### Source records
^^^^^^^^^^^^^^^^

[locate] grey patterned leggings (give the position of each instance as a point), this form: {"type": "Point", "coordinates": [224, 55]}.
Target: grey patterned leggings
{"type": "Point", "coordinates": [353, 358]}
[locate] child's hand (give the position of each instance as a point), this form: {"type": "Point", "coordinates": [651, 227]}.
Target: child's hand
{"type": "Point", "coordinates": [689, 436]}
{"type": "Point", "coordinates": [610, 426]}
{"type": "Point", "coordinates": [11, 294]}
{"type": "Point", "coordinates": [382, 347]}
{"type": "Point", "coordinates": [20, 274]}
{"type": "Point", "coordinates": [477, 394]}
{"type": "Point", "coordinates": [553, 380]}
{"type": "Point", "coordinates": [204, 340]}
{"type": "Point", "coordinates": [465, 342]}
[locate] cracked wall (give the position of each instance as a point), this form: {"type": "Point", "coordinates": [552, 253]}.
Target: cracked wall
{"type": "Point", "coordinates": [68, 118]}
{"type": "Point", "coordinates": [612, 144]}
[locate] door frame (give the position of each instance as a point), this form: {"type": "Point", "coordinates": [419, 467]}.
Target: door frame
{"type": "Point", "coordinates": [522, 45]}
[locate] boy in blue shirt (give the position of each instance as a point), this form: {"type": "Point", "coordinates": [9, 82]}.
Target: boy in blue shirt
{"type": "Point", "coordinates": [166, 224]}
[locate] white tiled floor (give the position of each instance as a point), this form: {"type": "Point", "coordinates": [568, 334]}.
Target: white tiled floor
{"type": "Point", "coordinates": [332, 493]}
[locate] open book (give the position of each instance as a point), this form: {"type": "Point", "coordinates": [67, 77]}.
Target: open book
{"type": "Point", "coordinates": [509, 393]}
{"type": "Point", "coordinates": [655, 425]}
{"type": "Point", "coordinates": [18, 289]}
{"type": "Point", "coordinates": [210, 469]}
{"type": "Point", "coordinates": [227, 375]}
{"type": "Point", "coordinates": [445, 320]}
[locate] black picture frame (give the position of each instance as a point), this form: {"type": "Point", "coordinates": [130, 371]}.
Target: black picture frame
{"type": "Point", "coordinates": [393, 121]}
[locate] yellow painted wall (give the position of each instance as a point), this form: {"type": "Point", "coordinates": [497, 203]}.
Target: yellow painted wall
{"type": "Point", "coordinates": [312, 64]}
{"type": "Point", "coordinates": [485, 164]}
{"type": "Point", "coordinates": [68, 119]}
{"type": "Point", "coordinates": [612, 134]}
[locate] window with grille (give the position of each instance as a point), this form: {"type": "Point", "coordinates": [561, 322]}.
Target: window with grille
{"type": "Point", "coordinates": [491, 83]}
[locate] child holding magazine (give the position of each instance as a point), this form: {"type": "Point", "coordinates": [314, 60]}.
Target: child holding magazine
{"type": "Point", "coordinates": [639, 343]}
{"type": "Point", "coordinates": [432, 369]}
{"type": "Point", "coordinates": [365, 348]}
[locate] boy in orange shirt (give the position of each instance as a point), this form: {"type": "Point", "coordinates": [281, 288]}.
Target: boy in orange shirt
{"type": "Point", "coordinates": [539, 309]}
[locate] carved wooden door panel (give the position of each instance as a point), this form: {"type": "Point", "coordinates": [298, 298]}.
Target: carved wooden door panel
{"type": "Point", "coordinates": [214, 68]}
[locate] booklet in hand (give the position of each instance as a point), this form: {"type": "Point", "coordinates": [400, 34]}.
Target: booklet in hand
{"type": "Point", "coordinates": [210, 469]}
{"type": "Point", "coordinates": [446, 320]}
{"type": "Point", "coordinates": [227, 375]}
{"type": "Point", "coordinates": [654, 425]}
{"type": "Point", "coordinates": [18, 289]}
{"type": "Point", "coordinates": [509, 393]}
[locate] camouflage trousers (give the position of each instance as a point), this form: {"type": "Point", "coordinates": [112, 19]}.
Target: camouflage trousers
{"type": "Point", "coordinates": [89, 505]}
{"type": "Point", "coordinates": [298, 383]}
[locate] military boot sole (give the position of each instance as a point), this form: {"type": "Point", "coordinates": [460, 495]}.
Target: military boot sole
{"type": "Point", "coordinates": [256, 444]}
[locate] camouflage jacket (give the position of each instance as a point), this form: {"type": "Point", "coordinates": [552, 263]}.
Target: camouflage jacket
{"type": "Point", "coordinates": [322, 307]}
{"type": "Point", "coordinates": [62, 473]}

^^^^^^^^^^^^^^^^

### Goal
Every record should be given again exactly.

### Response to the task
[locate] grey patterned leggings (give the position of each instance as a point), this form: {"type": "Point", "coordinates": [224, 55]}.
Target: grey patterned leggings
{"type": "Point", "coordinates": [353, 358]}
[locate] child's hand (give the position of each instance as a point), this form: {"type": "Point", "coordinates": [651, 227]}.
Target: child's hand
{"type": "Point", "coordinates": [689, 436]}
{"type": "Point", "coordinates": [610, 426]}
{"type": "Point", "coordinates": [11, 294]}
{"type": "Point", "coordinates": [382, 347]}
{"type": "Point", "coordinates": [20, 274]}
{"type": "Point", "coordinates": [477, 394]}
{"type": "Point", "coordinates": [553, 380]}
{"type": "Point", "coordinates": [204, 340]}
{"type": "Point", "coordinates": [465, 342]}
[locate] cracked wall (give the position of each instance as a point), this form: {"type": "Point", "coordinates": [552, 253]}.
Target: cracked wall
{"type": "Point", "coordinates": [68, 118]}
{"type": "Point", "coordinates": [612, 144]}
[locate] door frame (give the position of each instance as a point), this form: {"type": "Point", "coordinates": [419, 467]}.
Target: door frame
{"type": "Point", "coordinates": [522, 45]}
[locate] boy in blue shirt (give the position of each instance as a point), this form: {"type": "Point", "coordinates": [9, 82]}.
Target: boy in blue shirt
{"type": "Point", "coordinates": [166, 224]}
[locate] white tiled floor (give the position of each instance as a point), this form: {"type": "Point", "coordinates": [568, 334]}.
Target: white tiled floor
{"type": "Point", "coordinates": [332, 493]}
[locate] open book (give the position of each instance as a point), this form: {"type": "Point", "coordinates": [67, 77]}.
Target: open book
{"type": "Point", "coordinates": [509, 393]}
{"type": "Point", "coordinates": [655, 425]}
{"type": "Point", "coordinates": [18, 289]}
{"type": "Point", "coordinates": [210, 469]}
{"type": "Point", "coordinates": [227, 375]}
{"type": "Point", "coordinates": [445, 320]}
[locate] black picture frame (give the position of each instance as a point), this form: {"type": "Point", "coordinates": [130, 371]}.
Target: black picture frame
{"type": "Point", "coordinates": [393, 121]}
[locate] yellow painted wall (give the position of each instance as a point), this form: {"type": "Point", "coordinates": [497, 203]}.
Target: yellow painted wall
{"type": "Point", "coordinates": [312, 64]}
{"type": "Point", "coordinates": [485, 164]}
{"type": "Point", "coordinates": [68, 119]}
{"type": "Point", "coordinates": [612, 134]}
[locate] window with grille (give the position of each instance as a point), this form: {"type": "Point", "coordinates": [561, 322]}.
Target: window with grille
{"type": "Point", "coordinates": [491, 83]}
[locate] child holding magazine (give the position of each instance as a point), this form: {"type": "Point", "coordinates": [314, 60]}.
Target: child holding magazine
{"type": "Point", "coordinates": [639, 343]}
{"type": "Point", "coordinates": [432, 369]}
{"type": "Point", "coordinates": [365, 348]}
[locate] boy in orange shirt (give the position of each instance as a point), this form: {"type": "Point", "coordinates": [281, 288]}.
Target: boy in orange shirt
{"type": "Point", "coordinates": [539, 309]}
[locate] carved wooden door panel (give the position of each instance as a point), this form: {"type": "Point", "coordinates": [298, 298]}.
Target: carved wooden door panel
{"type": "Point", "coordinates": [214, 68]}
[locate] booklet in hand (give the position of each instance as a point), this form: {"type": "Point", "coordinates": [400, 34]}.
Target: booklet in hand
{"type": "Point", "coordinates": [210, 469]}
{"type": "Point", "coordinates": [446, 320]}
{"type": "Point", "coordinates": [227, 375]}
{"type": "Point", "coordinates": [654, 425]}
{"type": "Point", "coordinates": [18, 289]}
{"type": "Point", "coordinates": [509, 393]}
[locate] camouflage trousers (give the position of each instance as a point), this form: {"type": "Point", "coordinates": [112, 19]}.
Target: camouflage trousers
{"type": "Point", "coordinates": [89, 505]}
{"type": "Point", "coordinates": [298, 383]}
[locate] military boot sole (give the position of each instance as a point), this form: {"type": "Point", "coordinates": [460, 495]}.
Target: military boot sole
{"type": "Point", "coordinates": [256, 444]}
[locate] camouflage jacket (give the position of each instance as a point), this form: {"type": "Point", "coordinates": [552, 263]}.
Target: camouflage jacket
{"type": "Point", "coordinates": [322, 307]}
{"type": "Point", "coordinates": [62, 473]}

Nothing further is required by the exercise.